Directions:
A. Using the writer's autobiographical sketch, answer these:
(i) Which company did the writer drive a delivery truck for during summers?
(ii) Who was the main character in the "story" the writer wrote at age eight?
(iii) What title did the writer give the second section of the high school composition book?
B. Resume the writer's autobiographical sketch after its last paragraph.

*** Opening Provided passage ***

My work includes articles, nonfiction books, short fiction, and specialized research and writing in the field of evidence-based natural medicine. I’ve practiced as a consultant pharmacist with credentials in disease management, geriatric practice, and smoking cessation. As a college educator, I taught pharmacology courses to pharmacy technician students. Currently I’m working on a novel as well as another nonfiction book.
To pay for college, I worked in the college cafeteria in the evenings during the school year and spent summers driving a delivery truck for the Coca-Cola Bottling Company, which included lugging cases of glass-bottled 16-ounce drinks into stores along the route. From this I learned that, given a choice, I leaned toward ultimately having a job that did not take place outside in the summer.
I remember writing my first “story” when I was eight. My main character was the Frankenstein monster. He had scared the bejeebers out of me in the darkened theater when I watched the original movie with my older brother. That was the first inkling that I wanted to write stuff. It faded into the background until much later.
In high school English class we read short stories. The assignment was to discuss the themes/characters and list examples of figures of speech such as metaphors, similes, and personifications in a composition book. I decided to use what I thought was a unique layout: one section for the themes and characters, followed by a blank page, and a second section for the rest, which I titled “Enlightening Tidbits.” When I picked up my graded composition book, the front page greeting was a stark “D-” followed by the handwritten note “Did you not find any interesting figures of speech?” However, the “D-” had been crossed through and replaced with an “A+” along with the replacement note “You have done an excellent job of this.” Apparently, the teacher had initially surrendered to the blank page, then–thankfully–discovered the second section. She did not ordinarily give A-pluses. From this I learned that being original can pay dividends. I hark back to this experience whenever I think about Esquire fiction editor Rust Hill’s observation that the best fiction is based on “originality of perception and utterance.”

*** Closing Provided passage ***
*** Opening Information supplied ***

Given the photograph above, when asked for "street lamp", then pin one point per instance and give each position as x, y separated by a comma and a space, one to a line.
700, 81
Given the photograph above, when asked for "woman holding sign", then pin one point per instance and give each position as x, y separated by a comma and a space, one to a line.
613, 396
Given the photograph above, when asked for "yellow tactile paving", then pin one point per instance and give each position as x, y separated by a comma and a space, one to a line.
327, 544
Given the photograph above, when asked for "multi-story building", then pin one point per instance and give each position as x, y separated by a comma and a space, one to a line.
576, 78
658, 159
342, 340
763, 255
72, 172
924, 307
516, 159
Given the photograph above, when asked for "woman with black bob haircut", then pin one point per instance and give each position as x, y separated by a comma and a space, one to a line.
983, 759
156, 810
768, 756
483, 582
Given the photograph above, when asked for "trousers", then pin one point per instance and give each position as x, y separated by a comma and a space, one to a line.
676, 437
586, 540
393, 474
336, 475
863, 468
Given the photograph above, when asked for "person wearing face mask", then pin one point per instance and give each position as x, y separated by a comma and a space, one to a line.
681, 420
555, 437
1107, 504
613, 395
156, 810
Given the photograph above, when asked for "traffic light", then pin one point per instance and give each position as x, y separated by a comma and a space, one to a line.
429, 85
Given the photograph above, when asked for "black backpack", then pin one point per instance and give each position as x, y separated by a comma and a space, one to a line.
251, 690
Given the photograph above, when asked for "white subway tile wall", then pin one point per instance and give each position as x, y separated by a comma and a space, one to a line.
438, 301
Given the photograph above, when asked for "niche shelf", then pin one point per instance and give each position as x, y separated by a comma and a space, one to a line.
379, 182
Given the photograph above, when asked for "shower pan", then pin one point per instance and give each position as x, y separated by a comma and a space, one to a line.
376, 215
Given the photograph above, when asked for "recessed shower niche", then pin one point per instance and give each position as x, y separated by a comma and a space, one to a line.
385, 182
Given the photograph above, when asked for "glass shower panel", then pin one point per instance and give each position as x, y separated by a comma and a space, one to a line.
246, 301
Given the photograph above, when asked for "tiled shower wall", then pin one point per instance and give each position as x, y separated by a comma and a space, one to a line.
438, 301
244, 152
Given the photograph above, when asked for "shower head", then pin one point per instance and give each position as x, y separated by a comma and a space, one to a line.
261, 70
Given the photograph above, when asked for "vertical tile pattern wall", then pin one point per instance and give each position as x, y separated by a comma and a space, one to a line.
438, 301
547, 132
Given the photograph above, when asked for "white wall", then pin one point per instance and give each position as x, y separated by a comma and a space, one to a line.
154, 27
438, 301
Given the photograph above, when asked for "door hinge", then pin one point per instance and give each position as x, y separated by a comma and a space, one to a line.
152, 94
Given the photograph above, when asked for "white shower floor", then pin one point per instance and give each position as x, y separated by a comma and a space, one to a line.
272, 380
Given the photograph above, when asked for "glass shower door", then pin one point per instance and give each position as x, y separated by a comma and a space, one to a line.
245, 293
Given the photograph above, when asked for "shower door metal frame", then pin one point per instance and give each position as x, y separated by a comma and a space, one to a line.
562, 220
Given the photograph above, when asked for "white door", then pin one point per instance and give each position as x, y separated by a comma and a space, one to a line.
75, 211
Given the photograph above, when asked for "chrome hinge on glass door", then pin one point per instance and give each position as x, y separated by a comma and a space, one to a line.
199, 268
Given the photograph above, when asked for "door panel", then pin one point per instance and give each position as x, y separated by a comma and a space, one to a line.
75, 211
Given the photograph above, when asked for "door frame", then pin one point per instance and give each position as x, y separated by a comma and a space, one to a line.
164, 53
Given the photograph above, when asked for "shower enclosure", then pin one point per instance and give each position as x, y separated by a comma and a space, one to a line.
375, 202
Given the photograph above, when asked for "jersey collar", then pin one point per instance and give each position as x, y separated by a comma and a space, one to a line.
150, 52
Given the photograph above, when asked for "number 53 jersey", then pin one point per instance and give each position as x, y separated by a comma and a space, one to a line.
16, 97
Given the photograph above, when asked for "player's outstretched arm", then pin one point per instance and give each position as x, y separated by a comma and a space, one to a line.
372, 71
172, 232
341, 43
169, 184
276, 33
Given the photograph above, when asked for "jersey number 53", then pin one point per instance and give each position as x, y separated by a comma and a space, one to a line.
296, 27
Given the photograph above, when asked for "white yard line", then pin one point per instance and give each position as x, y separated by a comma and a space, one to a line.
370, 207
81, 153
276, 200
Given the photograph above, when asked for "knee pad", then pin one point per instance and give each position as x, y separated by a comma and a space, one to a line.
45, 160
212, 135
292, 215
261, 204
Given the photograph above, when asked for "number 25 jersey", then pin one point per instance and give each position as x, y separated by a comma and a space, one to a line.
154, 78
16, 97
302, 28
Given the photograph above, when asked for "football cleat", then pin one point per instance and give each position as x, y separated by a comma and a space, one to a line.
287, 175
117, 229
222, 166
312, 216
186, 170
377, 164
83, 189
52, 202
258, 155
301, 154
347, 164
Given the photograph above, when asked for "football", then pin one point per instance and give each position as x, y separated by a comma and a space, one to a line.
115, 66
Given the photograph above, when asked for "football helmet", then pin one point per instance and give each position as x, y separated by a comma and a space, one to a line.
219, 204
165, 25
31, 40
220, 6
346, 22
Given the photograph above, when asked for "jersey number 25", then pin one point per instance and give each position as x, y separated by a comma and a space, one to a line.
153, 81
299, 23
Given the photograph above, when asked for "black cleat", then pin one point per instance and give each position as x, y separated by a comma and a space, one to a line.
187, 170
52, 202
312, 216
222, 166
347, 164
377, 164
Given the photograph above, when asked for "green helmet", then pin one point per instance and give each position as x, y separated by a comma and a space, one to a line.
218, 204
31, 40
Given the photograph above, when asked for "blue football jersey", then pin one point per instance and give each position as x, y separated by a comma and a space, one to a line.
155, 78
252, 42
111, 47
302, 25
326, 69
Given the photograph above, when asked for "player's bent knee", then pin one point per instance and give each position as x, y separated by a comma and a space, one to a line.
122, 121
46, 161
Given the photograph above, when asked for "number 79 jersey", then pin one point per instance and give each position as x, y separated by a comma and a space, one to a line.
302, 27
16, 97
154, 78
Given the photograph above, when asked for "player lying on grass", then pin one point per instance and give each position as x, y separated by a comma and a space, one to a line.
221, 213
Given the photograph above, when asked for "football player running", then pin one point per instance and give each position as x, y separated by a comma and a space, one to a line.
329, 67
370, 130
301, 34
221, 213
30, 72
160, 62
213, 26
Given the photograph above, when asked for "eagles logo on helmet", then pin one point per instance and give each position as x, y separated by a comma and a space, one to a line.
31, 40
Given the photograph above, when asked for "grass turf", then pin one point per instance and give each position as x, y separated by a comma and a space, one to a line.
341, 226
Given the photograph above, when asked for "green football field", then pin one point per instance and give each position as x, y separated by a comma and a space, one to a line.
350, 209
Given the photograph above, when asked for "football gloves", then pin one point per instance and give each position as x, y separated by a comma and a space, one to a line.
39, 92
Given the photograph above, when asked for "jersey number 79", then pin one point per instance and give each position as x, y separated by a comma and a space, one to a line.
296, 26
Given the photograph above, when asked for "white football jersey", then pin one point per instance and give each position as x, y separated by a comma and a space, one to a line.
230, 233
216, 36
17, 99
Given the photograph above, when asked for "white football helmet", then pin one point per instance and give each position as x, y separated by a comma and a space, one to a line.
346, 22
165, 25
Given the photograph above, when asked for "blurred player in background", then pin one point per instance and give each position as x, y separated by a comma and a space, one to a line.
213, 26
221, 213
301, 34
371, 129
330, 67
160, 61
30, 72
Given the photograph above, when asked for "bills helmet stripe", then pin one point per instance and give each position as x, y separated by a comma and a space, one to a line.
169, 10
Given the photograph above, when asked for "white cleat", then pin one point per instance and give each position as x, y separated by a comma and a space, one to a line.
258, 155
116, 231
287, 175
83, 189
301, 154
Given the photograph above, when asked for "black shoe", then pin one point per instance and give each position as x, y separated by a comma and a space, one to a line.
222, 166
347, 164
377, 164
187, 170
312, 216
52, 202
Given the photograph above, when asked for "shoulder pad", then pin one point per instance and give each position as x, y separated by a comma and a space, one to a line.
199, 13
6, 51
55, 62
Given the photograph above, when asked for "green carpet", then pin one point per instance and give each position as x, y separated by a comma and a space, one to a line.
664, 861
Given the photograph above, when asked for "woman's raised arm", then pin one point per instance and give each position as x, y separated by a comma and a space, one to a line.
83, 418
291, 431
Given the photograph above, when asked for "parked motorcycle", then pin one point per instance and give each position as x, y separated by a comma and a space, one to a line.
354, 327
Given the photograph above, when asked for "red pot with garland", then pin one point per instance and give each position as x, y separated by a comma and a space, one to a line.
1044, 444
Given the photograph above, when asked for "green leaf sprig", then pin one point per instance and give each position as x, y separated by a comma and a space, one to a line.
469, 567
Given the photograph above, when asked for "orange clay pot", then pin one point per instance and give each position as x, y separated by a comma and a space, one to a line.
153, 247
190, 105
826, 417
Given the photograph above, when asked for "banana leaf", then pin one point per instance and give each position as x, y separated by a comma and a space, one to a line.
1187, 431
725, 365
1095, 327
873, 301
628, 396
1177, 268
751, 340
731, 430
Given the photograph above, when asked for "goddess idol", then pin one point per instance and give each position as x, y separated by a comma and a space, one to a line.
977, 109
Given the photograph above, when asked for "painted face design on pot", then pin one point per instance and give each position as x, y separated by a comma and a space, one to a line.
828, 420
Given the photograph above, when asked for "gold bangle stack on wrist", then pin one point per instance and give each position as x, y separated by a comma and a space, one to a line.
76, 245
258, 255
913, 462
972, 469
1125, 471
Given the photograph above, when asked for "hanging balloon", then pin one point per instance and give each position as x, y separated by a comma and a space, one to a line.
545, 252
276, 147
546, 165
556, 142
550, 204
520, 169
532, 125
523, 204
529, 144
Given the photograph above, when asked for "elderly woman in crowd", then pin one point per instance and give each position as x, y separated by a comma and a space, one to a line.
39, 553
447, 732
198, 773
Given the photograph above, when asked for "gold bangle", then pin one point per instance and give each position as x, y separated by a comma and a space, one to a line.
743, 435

*** Closing Information supplied ***

Results:
A.
(i) The Coca-Cola Bottling Company
(ii) The Frankenstein monster
(iii) "Enlightening Tidbits"

B.
Down the road a piece, I wrote my first short story, a countdown “thriller” about the country being drawn into a nuclear war due to a computer malfunction. Thought it was pretty good. I sent it around and got nothing but form rejections. Then I received a hand-written note from editor Ben Bova graciously encouraging me to stick with it. Occasionally I would re-read the story. Each reading left me more aware of its shortcomings, indicating that perhaps a better understanding was hatching. From this I learned that there are steps in the learning process that cannot be skipped, dues that must be paid.
At my Tandy Model II computer & daisy wheel printer circa “way back when” (the era of word processing with Electric Pencil and Scripsit). Electric Pencil was the first word processing software to figure out how to word-wrap text: A partially-typed word at the right margin is moved down to the next line as you type, automatically keeping words intact–a feature taken for granted now, but a real breakthrough then.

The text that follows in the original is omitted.